課題内容:
提示文を読んで、次の問いに答えよ。
1. 筆者はどのような施設として現状を報告してきたか。
2. 療養期間は何日間とされているか。
3. 子どもはどのくらいでほぼ全快するとされているか。

コロナで歪んだ社会をもとに戻すためにはもう後戻りしてはいけない
新型コロナの新規感染者数の発表がない日がいつになったら来るのか?とつぶやいている毎日ですが、増加に転じてしまうとどの報道もトーンがあがってきます。私は増えても減っても東京都内の発熱外来施設としてリアルタイムな現状を逐一ご報告してきましたが、実際に受診されて新型コロナと診断した患者さんの最近の状況は以下のような印象です。要点として数は増えていても高齢者を含む多くの患者さんがふつうのかぜと同じような症状で、一部の方では咽頭痛が強いですが、数日以内に軽減して10日間の療養期間でほぼ全快しています。子どもは2-3日でほぼ全快です。

表示情報:
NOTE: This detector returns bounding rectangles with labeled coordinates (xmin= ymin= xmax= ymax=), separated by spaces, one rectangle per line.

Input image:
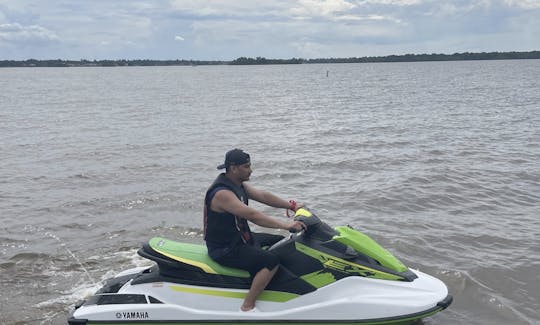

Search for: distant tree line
xmin=0 ymin=51 xmax=540 ymax=67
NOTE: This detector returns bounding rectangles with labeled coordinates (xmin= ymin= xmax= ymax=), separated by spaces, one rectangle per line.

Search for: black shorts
xmin=216 ymin=233 xmax=283 ymax=278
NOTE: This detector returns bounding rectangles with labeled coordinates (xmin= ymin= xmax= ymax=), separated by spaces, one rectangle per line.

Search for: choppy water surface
xmin=0 ymin=60 xmax=540 ymax=324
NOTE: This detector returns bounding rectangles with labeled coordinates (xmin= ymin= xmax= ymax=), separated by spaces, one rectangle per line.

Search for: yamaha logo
xmin=116 ymin=311 xmax=150 ymax=319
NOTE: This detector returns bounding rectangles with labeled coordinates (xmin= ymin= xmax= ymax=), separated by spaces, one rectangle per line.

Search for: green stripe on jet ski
xmin=169 ymin=285 xmax=298 ymax=302
xmin=294 ymin=242 xmax=402 ymax=280
xmin=333 ymin=226 xmax=407 ymax=272
xmin=148 ymin=237 xmax=249 ymax=278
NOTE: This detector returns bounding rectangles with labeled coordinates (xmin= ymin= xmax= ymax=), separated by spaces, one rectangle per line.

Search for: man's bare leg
xmin=240 ymin=266 xmax=279 ymax=311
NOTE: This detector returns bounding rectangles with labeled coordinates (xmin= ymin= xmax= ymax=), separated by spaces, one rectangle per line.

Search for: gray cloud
xmin=0 ymin=0 xmax=540 ymax=60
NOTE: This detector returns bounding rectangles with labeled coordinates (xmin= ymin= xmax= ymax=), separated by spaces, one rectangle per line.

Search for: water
xmin=0 ymin=60 xmax=540 ymax=324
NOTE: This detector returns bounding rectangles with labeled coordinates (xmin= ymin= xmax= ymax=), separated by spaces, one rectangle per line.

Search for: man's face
xmin=234 ymin=163 xmax=252 ymax=182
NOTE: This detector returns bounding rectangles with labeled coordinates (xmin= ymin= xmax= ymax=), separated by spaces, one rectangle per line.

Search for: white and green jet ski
xmin=68 ymin=209 xmax=452 ymax=325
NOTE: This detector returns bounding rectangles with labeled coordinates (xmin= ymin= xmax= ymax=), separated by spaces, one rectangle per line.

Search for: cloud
xmin=0 ymin=0 xmax=540 ymax=60
xmin=0 ymin=23 xmax=59 ymax=42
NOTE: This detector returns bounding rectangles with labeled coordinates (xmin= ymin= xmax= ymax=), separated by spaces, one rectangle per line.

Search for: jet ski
xmin=68 ymin=208 xmax=452 ymax=325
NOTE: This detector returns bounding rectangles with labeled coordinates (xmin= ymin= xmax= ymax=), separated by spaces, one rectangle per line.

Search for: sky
xmin=0 ymin=0 xmax=540 ymax=60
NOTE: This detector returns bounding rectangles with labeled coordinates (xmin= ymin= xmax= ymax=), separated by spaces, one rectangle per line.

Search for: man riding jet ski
xmin=69 ymin=208 xmax=452 ymax=324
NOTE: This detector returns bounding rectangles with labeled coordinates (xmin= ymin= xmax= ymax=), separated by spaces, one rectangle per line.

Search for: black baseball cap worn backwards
xmin=218 ymin=149 xmax=250 ymax=169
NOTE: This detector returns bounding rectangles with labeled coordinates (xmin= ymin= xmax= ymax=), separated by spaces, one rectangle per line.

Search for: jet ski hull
xmin=69 ymin=269 xmax=452 ymax=325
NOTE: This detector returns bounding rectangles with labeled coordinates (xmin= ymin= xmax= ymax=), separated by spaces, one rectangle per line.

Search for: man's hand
xmin=287 ymin=221 xmax=307 ymax=232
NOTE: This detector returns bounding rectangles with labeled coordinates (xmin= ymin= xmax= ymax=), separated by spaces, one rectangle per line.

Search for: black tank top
xmin=204 ymin=173 xmax=253 ymax=256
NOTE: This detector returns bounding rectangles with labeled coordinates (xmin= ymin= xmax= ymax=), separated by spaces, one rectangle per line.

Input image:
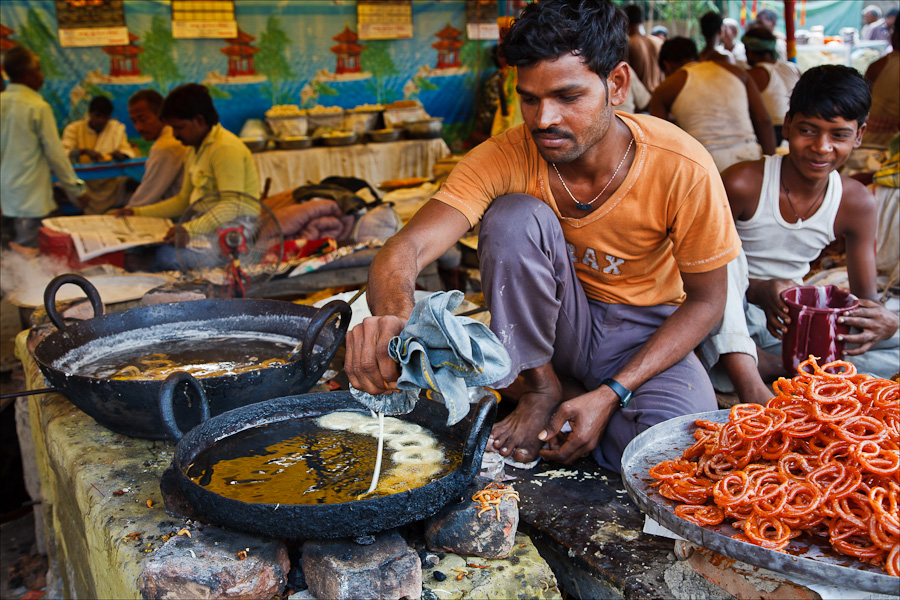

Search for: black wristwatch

解答:
1. 東京都内の発熱外来施設
2. 10日間
3. 2-3日